# [Texte proposé]
• • • •
Comment bien gérer sa secte ?

Monter la gamme de ses adeptes

    Après avoir recruté une masse conséquente de personnes en situation de précarité économique ou mentale qui formeront la couche basse de votre arnaque spirituelle, il est temps de s’entourer de cadres.

    En effet si vous avez l’ambition de dépasser le stade d’attroupement de marginaux il vous faut recruter des personnes plus à même d’évangéliser de nouveaux adeptes. Et ce n’est pas le ramassis de quarantenaires dépressifs au chômage recruté en premier lieu qui constituera des apôtres dignes de ce nom.

  Certaines professions en particuliers peuvent constituer de véritables atouts. Les professeurs, formateurs et autres conférenciers par exemple, de par l’aura qu’ils peuvent avoir sur leurs élèves, sont de véritables faire-valoir pour votre culte. Ils sont évidemment plus difficiles à convaincre mais le jeu en vaut la chandelle car si un docteur en histoire est capable de croire à vos conneries son diplôme apportera une certaine crédibilité à votre mythologie.

    De manière générale, toute personne exposée à des personnes immatures ou instables psychologiquement est à considérer. Un psychologue par exemple pourra garnir votre toute nouvelle école privée d’enfants en difficulté scolaire et du même coup les comptes de votre secte de l’argent de parents crédules.

Diversifier son arnaque

   Quand le gisement de débiles à portée de votre secte commence à se tarir, c’est qu’il est temps de proposer une offre marchande parallèlement aux dons comme relai de croissance à votre arnaque si bien partie. Pour ce faire, inutile de dépenser des millions en R&D, vendre des séances d’ « élévation de soi » ou des potions à base de plantes pour lutter contre le cancer suffiront amplement. Ce second axe de développement vise à extorquer de l’argent à tous ceux qui ne sont pas suffisamment cons pour croire en bloc à votre histoire de Paradis à 150/mois tout en étant assez désespérés pour penser qu’une crème au ginseng les soignera de leur tumeur du foie ou que des séances de méditation répétées sont à même de faire revenir leur ex-femme. De plus, il y a parmi vos fidèles une pléthore d’exclus du monde du travail qui ne demande qu’à se sentir utile. C’est une formidable opportunité pour votre secte qui pourra ainsi constituer une force de vente servile et bon marché.
• • • •
# [Données à analyser]

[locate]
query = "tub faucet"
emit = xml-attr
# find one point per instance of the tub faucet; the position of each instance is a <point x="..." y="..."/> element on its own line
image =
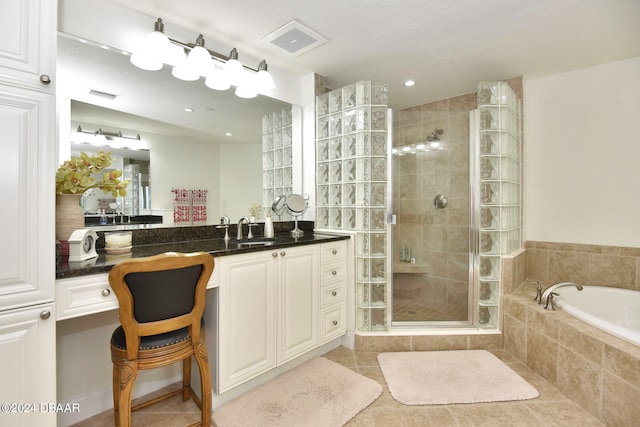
<point x="245" y="220"/>
<point x="548" y="294"/>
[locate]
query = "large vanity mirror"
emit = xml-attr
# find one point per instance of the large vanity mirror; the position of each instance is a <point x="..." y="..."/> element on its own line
<point x="191" y="137"/>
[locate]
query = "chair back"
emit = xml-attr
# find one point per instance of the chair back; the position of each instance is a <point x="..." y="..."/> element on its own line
<point x="160" y="294"/>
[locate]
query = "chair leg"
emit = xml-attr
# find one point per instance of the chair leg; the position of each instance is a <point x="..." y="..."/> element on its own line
<point x="127" y="377"/>
<point x="186" y="378"/>
<point x="116" y="392"/>
<point x="202" y="359"/>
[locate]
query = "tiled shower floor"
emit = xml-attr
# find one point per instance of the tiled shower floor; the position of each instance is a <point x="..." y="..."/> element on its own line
<point x="411" y="309"/>
<point x="412" y="302"/>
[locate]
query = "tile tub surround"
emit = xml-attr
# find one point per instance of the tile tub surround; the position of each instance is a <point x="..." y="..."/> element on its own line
<point x="594" y="265"/>
<point x="596" y="370"/>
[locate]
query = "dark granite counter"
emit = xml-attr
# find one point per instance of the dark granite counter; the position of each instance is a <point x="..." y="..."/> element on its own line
<point x="215" y="245"/>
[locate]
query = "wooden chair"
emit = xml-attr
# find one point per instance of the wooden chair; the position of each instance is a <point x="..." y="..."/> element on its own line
<point x="162" y="299"/>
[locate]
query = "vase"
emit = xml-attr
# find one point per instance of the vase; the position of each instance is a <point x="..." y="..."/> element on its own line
<point x="69" y="215"/>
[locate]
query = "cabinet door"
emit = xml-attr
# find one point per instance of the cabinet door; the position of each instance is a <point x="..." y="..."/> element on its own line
<point x="27" y="41"/>
<point x="27" y="357"/>
<point x="298" y="294"/>
<point x="247" y="319"/>
<point x="27" y="253"/>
• • • •
# [Série d'exercices]
[a] Dites si chacune des affirmations suivantes concorde avec le texte sur la gestion d'une secte, en répondant par oui ou par non et en citant les mots décisifs du texte.
(i) Les professeurs et les formateurs sont faciles à convaincre.
(ii) Le texte propose de vendre des potions à base de plantes contre le cancer.
(iii) Le texte juge nécessaire de dépenser des millions en R&D.
[b] Répondez aux questions suivantes à l'aide du texte sur la gestion d'une secte.
(i) Le diplôme de quelle personne apporterait, selon l'exemple donné, une certaine crédibilité à la mythologie de la secte ?
(ii) Quelle profession pourrait garnir une école privée d'enfants en difficulté scolaire ?
(iii) À quel prix mensuel le Paradis est-il associé ?
[c] Expliquez en une à trois phrases pourquoi, d'après le texte sur la gestion d'une secte, les professeurs, formateurs et conférenciers valent la peine d'être recrutés.
Seul le texte doit servir de référence.

# [Corrigés]
[a]
(i) Non : « Ils sont évidemment plus difficiles à convaincre ».
(ii) Oui : « des potions à base de plantes pour lutter contre le cancer suffiront amplement ».
(iii) Non : « inutile de dépenser des millions en R&D ».

[b]
(i) Un docteur en histoire.
(ii) Un psychologue.
(iii) 150 par mois.

[c] L'aura qu'ils peuvent avoir sur leurs élèves fait d'eux de véritables faire-valoir pour le culte. Ils sont plus difficiles à convaincre, mais leur diplôme apporte une certaine crédibilité à la mythologie de la secte.